◆ **Document passage**:
________________

All your doing is saying it can seal him despite it never showing the ability to work on something like Alucard. Not to mention again, he states a physical body is meaningless to him.


----------



## God (Aug 11, 2011)

Nikushimi said:


> Way to insert yourself into the middle of other peoples' conversation and then demonstrate that you have no idea what they're actually discussing.
> 
> We're talking about the specific effectiveness of the Totsuka right now, not who wins.



That's a moot fucking point regardless. Besides, Alucard can phase. So what is there to discuss.


----------



## Lina Inverse (Aug 11, 2011)

Nikushimi said:


> We're talking about the specific effectiveness of the Totsuka right now, not who wins.



what's the point of discussing thig?

Itachi is still getting shot right between the eyes.


----------



## Nikushimi (Aug 11, 2011)

Lina Inverse said:


> are people really saying that itachi can poke alucard with his magic stick before he get's shot right between the eyes?
> 
> seriously?



I don't know. I never read Hellsing, so I'm the wrong person to ask about that.



~Strike Man~ said:


> All your doing is saying it can seal him despite it never showing the ability to work on something like Alucard.



"Something like Alucard"? Again, what does this mean? Is there a physical target to be pierced or isn't there?



> Not to mention again, he states a physical body is meaningless to him.



That's an incredibly vague statement. "Meaningless" in what capacity? As in, he'll live on regardless of whatever damage he sustains? Or is his consciousness not anchored to his corporeal form?



Cubey said:


> That's a moot fucking point regardless. Besides, Alucard can phase. So what is there to discuss.



Nobody mentioned a fazing ability. That might've been helpful to bring up at the start. 



Lina Inverse said:


> what's the point of discussing thig?

________________

◆ **Your task**: Copy the forum thread from the passage starting at "Itachi is still" and ending at "between the eyes?", and substitute "sword" wherever "magic stick" appears.

________________

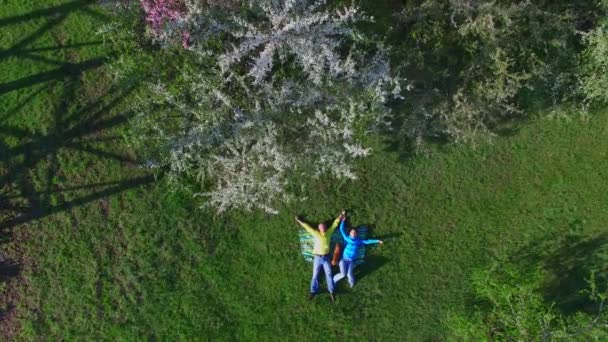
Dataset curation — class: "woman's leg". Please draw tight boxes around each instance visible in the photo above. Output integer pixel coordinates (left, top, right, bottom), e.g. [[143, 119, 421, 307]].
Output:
[[310, 255, 323, 293], [345, 260, 355, 287]]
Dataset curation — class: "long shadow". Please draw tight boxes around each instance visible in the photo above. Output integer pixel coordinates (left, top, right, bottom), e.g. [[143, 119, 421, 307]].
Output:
[[0, 57, 106, 95], [515, 233, 608, 314], [355, 255, 389, 281], [0, 0, 107, 27]]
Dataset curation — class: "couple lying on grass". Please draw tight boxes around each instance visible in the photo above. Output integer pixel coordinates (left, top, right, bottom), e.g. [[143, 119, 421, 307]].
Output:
[[296, 210, 383, 302]]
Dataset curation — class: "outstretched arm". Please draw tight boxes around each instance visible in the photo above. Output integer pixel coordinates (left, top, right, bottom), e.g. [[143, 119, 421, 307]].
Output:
[[296, 216, 315, 235], [340, 218, 352, 242]]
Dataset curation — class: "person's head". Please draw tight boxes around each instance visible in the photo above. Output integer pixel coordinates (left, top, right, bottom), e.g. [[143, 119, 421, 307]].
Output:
[[318, 223, 327, 234]]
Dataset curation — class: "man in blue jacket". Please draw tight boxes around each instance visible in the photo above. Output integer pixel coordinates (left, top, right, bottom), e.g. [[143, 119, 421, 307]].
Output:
[[334, 212, 384, 288]]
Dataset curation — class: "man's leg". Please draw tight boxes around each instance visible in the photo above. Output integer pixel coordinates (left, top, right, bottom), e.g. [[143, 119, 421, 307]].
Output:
[[310, 255, 323, 293], [344, 260, 355, 287], [334, 259, 346, 286], [323, 256, 334, 293]]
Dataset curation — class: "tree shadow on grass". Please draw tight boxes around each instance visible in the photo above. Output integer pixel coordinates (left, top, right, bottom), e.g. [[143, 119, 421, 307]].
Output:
[[515, 233, 608, 315], [0, 0, 154, 296], [0, 81, 154, 234]]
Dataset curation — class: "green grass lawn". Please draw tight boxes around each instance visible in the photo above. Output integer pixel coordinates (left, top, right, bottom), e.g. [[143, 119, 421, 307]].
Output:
[[0, 0, 608, 340]]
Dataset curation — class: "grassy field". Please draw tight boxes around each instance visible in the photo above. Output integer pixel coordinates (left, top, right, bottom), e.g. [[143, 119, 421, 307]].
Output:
[[0, 0, 608, 340]]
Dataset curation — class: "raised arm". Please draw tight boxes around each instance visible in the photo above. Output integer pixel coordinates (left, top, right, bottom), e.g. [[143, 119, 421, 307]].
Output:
[[296, 216, 315, 235], [340, 219, 352, 242]]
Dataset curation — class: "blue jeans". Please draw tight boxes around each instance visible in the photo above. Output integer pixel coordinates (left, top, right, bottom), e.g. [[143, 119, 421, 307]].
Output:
[[334, 259, 355, 287], [310, 255, 334, 293]]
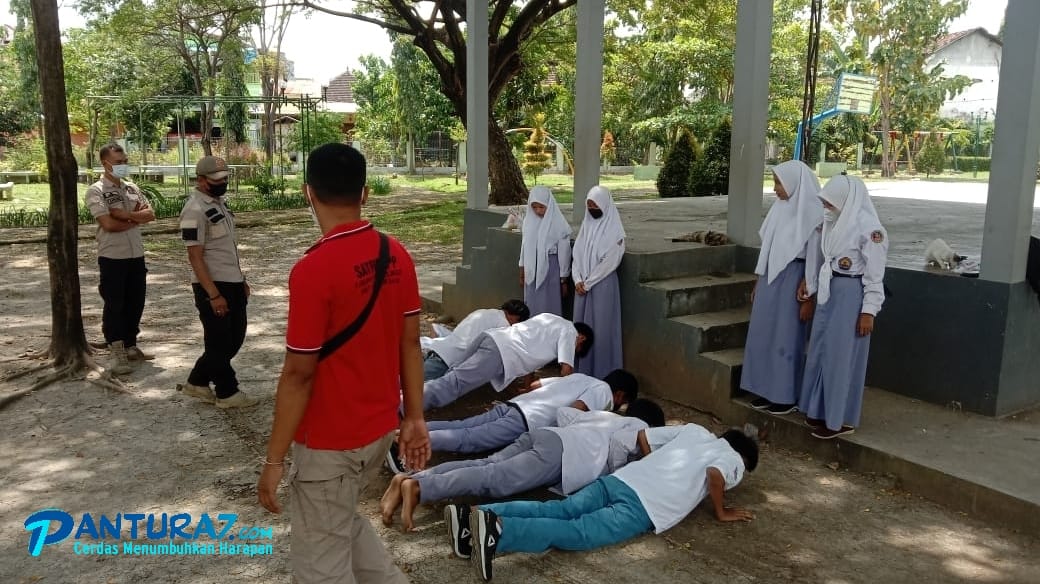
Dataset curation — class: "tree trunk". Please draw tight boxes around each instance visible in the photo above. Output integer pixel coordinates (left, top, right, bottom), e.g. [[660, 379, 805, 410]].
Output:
[[486, 115, 527, 205], [31, 0, 89, 367]]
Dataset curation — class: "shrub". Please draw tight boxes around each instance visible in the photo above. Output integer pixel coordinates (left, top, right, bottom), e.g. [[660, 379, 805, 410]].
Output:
[[914, 140, 946, 177], [657, 132, 695, 198], [250, 166, 286, 196], [686, 120, 732, 196], [368, 175, 393, 194]]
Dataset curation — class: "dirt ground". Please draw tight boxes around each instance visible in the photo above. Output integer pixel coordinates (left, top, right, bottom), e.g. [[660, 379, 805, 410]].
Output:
[[0, 195, 1040, 584]]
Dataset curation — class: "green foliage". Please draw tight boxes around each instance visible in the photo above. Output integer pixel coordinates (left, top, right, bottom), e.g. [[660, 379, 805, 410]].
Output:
[[957, 156, 991, 172], [285, 112, 345, 152], [657, 132, 697, 198], [0, 136, 47, 174], [520, 113, 552, 179], [915, 139, 946, 176], [250, 166, 286, 197], [687, 120, 732, 196], [368, 175, 393, 196]]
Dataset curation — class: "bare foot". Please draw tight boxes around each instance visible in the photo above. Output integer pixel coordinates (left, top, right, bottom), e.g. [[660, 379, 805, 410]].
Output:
[[400, 479, 419, 533], [380, 474, 408, 527]]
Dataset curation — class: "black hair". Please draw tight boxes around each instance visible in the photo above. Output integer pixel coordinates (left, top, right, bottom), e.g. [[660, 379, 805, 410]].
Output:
[[501, 298, 530, 322], [625, 398, 665, 428], [574, 322, 596, 356], [603, 369, 640, 406], [722, 428, 758, 473], [98, 143, 126, 160], [307, 142, 367, 206]]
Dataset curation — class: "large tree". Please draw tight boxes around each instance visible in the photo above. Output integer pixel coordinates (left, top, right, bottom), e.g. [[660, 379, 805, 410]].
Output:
[[91, 0, 259, 155], [298, 0, 577, 205], [828, 0, 970, 177], [31, 0, 89, 371]]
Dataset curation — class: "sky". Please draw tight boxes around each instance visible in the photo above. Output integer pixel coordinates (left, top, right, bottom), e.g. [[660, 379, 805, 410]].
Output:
[[0, 0, 1008, 84]]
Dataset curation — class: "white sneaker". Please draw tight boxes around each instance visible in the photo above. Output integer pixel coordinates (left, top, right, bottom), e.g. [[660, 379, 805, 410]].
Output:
[[106, 341, 133, 375], [177, 383, 216, 403], [127, 345, 155, 361], [216, 392, 260, 409]]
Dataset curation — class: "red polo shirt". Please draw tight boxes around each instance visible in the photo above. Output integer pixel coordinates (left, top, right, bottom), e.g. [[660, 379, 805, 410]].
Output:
[[285, 221, 421, 450]]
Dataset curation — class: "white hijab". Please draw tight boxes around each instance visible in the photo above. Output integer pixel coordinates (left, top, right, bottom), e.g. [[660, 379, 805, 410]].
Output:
[[816, 175, 881, 304], [520, 186, 571, 288], [755, 160, 824, 284], [572, 185, 625, 282]]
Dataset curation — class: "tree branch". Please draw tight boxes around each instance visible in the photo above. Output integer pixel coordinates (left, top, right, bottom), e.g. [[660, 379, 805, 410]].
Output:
[[295, 0, 415, 34]]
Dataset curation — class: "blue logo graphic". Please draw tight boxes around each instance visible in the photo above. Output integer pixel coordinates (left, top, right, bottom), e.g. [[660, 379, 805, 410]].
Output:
[[24, 508, 275, 557], [25, 509, 76, 556]]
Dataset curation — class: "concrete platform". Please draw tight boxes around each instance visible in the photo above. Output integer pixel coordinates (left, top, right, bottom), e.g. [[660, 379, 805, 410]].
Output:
[[430, 191, 1040, 532]]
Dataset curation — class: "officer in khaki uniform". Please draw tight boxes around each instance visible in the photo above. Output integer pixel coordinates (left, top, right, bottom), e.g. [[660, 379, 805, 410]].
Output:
[[84, 144, 155, 375], [178, 156, 258, 408]]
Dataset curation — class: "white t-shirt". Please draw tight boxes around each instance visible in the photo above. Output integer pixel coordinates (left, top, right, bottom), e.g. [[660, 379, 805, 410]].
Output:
[[545, 407, 647, 495], [487, 313, 578, 392], [510, 373, 614, 430], [420, 309, 510, 367], [611, 424, 744, 533]]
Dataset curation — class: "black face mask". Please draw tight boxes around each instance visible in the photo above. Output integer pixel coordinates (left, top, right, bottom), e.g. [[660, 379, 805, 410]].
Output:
[[209, 183, 228, 196]]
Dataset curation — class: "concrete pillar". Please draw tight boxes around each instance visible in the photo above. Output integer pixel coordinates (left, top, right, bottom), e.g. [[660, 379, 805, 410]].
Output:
[[980, 0, 1040, 284], [726, 0, 773, 245], [573, 0, 606, 222], [466, 0, 488, 209]]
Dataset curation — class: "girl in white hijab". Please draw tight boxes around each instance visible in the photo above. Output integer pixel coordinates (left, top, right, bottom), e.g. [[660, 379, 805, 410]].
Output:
[[520, 186, 571, 316], [571, 186, 625, 379], [798, 175, 888, 440], [740, 160, 824, 416]]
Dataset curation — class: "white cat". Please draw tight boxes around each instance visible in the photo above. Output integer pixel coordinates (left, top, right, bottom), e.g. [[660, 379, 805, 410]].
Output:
[[925, 239, 966, 270]]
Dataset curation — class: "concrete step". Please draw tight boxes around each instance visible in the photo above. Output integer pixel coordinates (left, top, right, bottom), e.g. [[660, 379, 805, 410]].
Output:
[[669, 306, 751, 353], [620, 242, 737, 282], [644, 273, 756, 318], [714, 388, 1040, 533]]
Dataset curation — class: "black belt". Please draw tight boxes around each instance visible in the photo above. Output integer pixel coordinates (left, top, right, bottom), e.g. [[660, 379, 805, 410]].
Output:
[[502, 401, 530, 432]]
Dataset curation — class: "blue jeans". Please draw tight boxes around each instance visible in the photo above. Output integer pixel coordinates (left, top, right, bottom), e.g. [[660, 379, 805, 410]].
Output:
[[422, 351, 448, 381], [480, 476, 653, 554], [426, 403, 534, 454]]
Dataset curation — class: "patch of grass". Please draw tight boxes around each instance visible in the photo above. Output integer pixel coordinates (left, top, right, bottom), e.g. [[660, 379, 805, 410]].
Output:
[[371, 198, 466, 245]]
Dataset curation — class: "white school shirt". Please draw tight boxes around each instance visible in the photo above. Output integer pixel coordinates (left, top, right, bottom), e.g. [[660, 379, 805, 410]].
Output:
[[421, 309, 510, 367], [805, 225, 888, 316], [545, 407, 647, 495], [520, 239, 571, 284], [614, 424, 744, 533], [486, 313, 578, 392], [510, 373, 614, 430]]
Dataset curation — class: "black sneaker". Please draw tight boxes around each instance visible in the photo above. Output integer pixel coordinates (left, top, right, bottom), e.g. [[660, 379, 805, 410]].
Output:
[[765, 403, 798, 416], [444, 505, 473, 560], [469, 507, 502, 582], [387, 442, 407, 475], [751, 397, 773, 409]]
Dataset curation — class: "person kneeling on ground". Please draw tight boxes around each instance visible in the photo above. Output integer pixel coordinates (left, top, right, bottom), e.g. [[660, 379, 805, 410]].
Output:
[[387, 369, 639, 474], [419, 299, 530, 381], [444, 417, 758, 581], [422, 313, 593, 409], [381, 400, 665, 533]]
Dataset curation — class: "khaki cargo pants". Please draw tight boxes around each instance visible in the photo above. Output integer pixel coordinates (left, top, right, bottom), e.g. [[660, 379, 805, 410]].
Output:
[[289, 432, 408, 584]]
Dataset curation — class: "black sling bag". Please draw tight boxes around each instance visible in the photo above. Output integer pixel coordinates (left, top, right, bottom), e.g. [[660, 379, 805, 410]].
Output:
[[318, 232, 390, 362]]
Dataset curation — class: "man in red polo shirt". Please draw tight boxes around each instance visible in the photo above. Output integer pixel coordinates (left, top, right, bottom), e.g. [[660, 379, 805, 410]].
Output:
[[257, 143, 430, 584]]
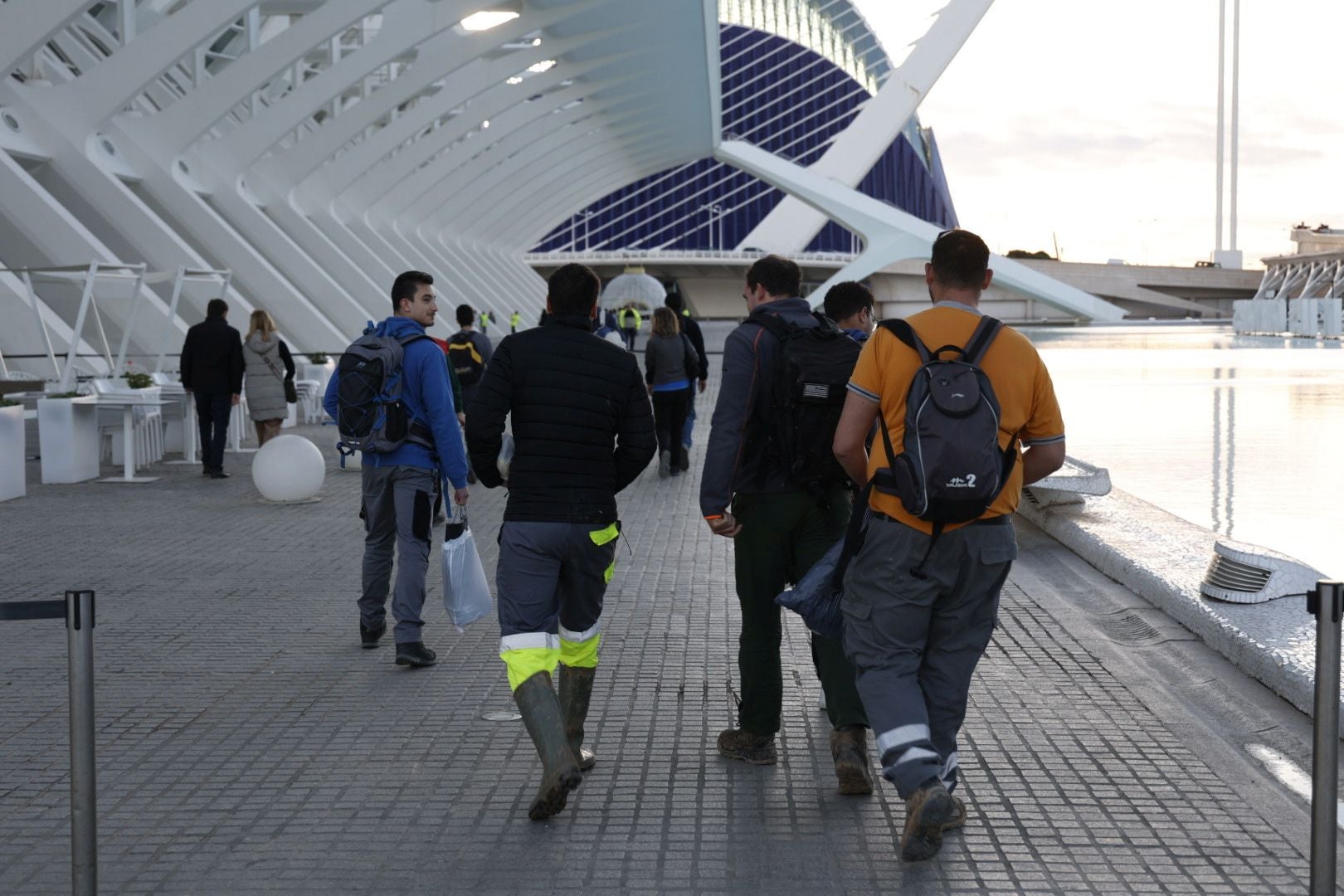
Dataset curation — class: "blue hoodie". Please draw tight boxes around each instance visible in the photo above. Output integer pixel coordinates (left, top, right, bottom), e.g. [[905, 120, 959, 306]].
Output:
[[323, 311, 466, 489]]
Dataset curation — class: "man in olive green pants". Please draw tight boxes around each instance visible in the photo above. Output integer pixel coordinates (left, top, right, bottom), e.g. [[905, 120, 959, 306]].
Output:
[[700, 256, 872, 794], [733, 490, 867, 735]]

________________

◆ **Result for this task**:
Itachi is still getting shot right between the eyes.


----------



## Nikushimi (Aug 11, 2011)

Lina Inverse said:


> are people really saying that itachi can poke alucard with his sword before he get's shot right between the eyes?